(Picture annotation rows)
○ ○ ○ ○ ○ ○ ○
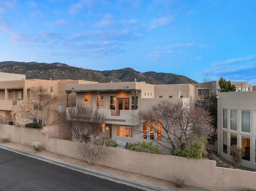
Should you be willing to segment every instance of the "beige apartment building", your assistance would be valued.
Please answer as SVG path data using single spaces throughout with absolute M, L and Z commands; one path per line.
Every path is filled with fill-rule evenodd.
M 75 93 L 67 95 L 66 92 L 68 84 L 98 83 L 83 80 L 26 80 L 24 75 L 8 74 L 0 73 L 0 79 L 5 79 L 5 80 L 0 81 L 0 116 L 6 118 L 8 124 L 23 126 L 26 123 L 24 122 L 16 122 L 13 120 L 10 112 L 21 102 L 27 100 L 28 92 L 32 87 L 42 84 L 47 87 L 49 93 L 58 97 L 57 101 L 52 106 L 57 107 L 59 112 L 63 112 L 65 111 L 67 105 L 68 106 L 76 105 Z M 51 116 L 51 118 L 49 124 L 51 124 L 54 120 L 54 116 Z

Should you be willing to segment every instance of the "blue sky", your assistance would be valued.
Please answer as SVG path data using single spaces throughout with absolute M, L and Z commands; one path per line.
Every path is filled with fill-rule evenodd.
M 256 85 L 256 1 L 0 0 L 0 61 Z

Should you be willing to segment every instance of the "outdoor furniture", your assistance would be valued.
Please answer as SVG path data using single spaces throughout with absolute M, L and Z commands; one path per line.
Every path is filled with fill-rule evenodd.
M 116 140 L 116 142 L 117 144 L 117 147 L 118 148 L 125 148 L 127 146 L 128 144 L 127 142 L 121 140 Z

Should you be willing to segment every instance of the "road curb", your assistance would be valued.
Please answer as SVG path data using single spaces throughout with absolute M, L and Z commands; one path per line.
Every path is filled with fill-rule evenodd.
M 0 143 L 0 148 L 14 152 L 29 157 L 36 158 L 46 162 L 61 166 L 83 173 L 92 175 L 118 183 L 143 189 L 148 191 L 176 191 L 156 185 L 145 183 L 133 179 L 116 175 L 98 170 L 85 167 L 74 163 L 62 161 L 38 153 L 31 152 L 17 148 L 12 146 Z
○ ○ ○ ○ ○ ○ ○
Work required: Render every line of the rows above as a JSON list of strings, one string per line, with blank lines and the pictures omitted.

Solution below:
[
  "Should you be willing to segment every instance of the \"beige apartment building\", your assistance would be valued.",
  "Please answer as SVG path data using single spaces throughout with absolute M, L and Z commands; one path per line.",
  "Every path is filled with fill-rule evenodd.",
  "M 75 93 L 67 95 L 66 92 L 68 84 L 98 83 L 83 80 L 26 80 L 24 75 L 8 74 L 0 73 L 0 79 L 5 79 L 5 80 L 0 81 L 0 116 L 6 118 L 8 124 L 23 126 L 26 123 L 24 122 L 16 122 L 13 120 L 10 112 L 21 102 L 27 100 L 28 92 L 32 87 L 42 84 L 47 87 L 49 93 L 58 97 L 57 101 L 52 106 L 57 107 L 59 112 L 63 112 L 65 111 L 67 105 L 68 106 L 76 105 Z M 51 116 L 51 118 L 49 124 L 51 124 L 54 120 L 54 116 Z",
  "Should you be willing to segment every instance of the \"blue sky\", your assistance would be valued.",
  "Please answer as SVG path data using single spaces throughout with absolute M, L and Z commands; one path per line.",
  "Every path is filled with fill-rule evenodd.",
  "M 256 85 L 256 1 L 0 0 L 0 61 Z",
  "Should you be willing to segment every instance of the \"outdoor furniture\", your assistance would be valued.",
  "Please answer as SVG path data using single spaces throughout with absolute M, L and Z commands; one path per line.",
  "Every path is filled with fill-rule evenodd.",
  "M 116 140 L 116 142 L 117 144 L 117 147 L 118 148 L 125 148 L 127 146 L 128 144 L 127 142 L 121 140 Z",
  "Should you be willing to segment every instance of the \"road curb\", your assistance would be valued.",
  "Please answer as SVG path data using single spaces throughout with absolute M, L and Z commands; one path per line.",
  "Every path is filled with fill-rule evenodd.",
  "M 0 143 L 0 148 L 14 152 L 29 157 L 36 158 L 46 162 L 61 166 L 83 173 L 92 175 L 118 183 L 143 189 L 148 191 L 176 191 L 156 185 L 145 183 L 133 179 L 116 175 L 98 170 L 85 167 L 74 163 L 62 161 L 38 153 L 31 152 L 17 148 L 12 146 Z"
]